--- Work instructions ---
1. In the pharmacy business article, what challenge does Lindsey Fairbrother face?
2. Repeat the pharmacy business article word for word from "But, this was" to "faces is marketing.".

Ross Ferguson checks in on our five pharmacy owners to see how they are getting on with their business development plans
The owner of Goodlife Pharmacy in Hatton, Lindsey Fairbrother, is probably like many other pharmacy owners: “While I do think about the business often, it’s unusual to have a whole day to think about it,” she says.
But, this was how the Pharmacy Complete structured business development programme, Planning for Growth, run in conjunction with P3pharmacy, began back in May. “I suppose the day stressed me out a bit as I set such high standards for myself, so I came away with a big list of things to do,” she explains.
The priorities for Lindsey are about “driving the services business to reduce the reliance on NHS”. However, the challenge she faces is marketing.
So what progress has she made? “I have actioned a few things, but a team meeting next week will help me to delegate and prioritise. I am then having a meeting with my locum and pre-reg as I can’t achieve what I need to without them. My main priority is to explore how we alter the way we work, so the pharmacist is totally service-focused, even though they still need to check dispensing.”

--- Natural-language object grounding data ---
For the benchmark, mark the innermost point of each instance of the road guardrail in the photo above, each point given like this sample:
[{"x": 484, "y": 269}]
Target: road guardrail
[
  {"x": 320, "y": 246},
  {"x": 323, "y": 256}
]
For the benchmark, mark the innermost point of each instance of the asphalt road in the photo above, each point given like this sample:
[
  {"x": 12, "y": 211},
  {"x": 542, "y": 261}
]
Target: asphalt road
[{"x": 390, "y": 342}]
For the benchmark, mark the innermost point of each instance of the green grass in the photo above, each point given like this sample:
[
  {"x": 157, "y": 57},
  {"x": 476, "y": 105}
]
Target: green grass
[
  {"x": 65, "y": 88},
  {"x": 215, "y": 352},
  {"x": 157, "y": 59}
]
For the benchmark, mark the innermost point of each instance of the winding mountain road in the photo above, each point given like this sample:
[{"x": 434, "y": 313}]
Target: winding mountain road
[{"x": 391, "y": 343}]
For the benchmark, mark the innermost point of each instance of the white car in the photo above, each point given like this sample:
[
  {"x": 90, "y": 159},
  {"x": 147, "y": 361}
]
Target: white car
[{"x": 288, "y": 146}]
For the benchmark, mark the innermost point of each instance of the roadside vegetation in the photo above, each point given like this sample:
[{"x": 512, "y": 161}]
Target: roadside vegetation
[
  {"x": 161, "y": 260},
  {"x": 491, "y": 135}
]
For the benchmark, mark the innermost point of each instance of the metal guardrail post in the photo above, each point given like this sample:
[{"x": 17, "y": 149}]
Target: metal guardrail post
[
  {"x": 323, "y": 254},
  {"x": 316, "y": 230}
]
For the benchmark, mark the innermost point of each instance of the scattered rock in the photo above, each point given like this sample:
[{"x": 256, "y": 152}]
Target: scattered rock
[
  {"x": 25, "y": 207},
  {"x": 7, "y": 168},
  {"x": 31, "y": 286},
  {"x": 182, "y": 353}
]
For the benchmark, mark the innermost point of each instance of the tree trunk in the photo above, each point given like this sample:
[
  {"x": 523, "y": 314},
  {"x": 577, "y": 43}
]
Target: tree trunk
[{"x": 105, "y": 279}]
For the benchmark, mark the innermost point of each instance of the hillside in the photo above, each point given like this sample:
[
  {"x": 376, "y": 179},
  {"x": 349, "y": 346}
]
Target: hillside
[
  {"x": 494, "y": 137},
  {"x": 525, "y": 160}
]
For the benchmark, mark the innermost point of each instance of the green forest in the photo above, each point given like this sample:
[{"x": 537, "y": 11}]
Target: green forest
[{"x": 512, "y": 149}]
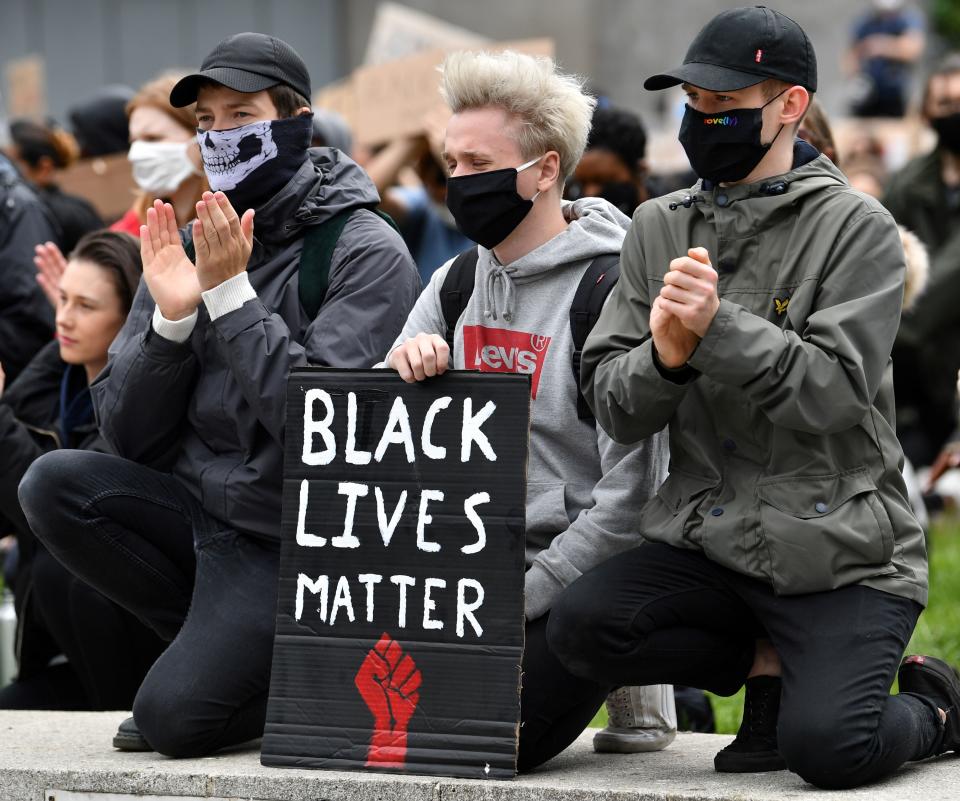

--- Solutions to the tasks ---
1. Marketing

2.
But, this was how the Pharmacy Complete structured business development programme, Planning for Growth, run in conjunction with P3pharmacy, began back in May. “I suppose the day stressed me out a bit as I set such high standards for myself, so I came away with a big list of things to do,” she explains.
The priorities for Lindsey are about “driving the services business to reduce the reliance on NHS”. However, the challenge she faces is marketing.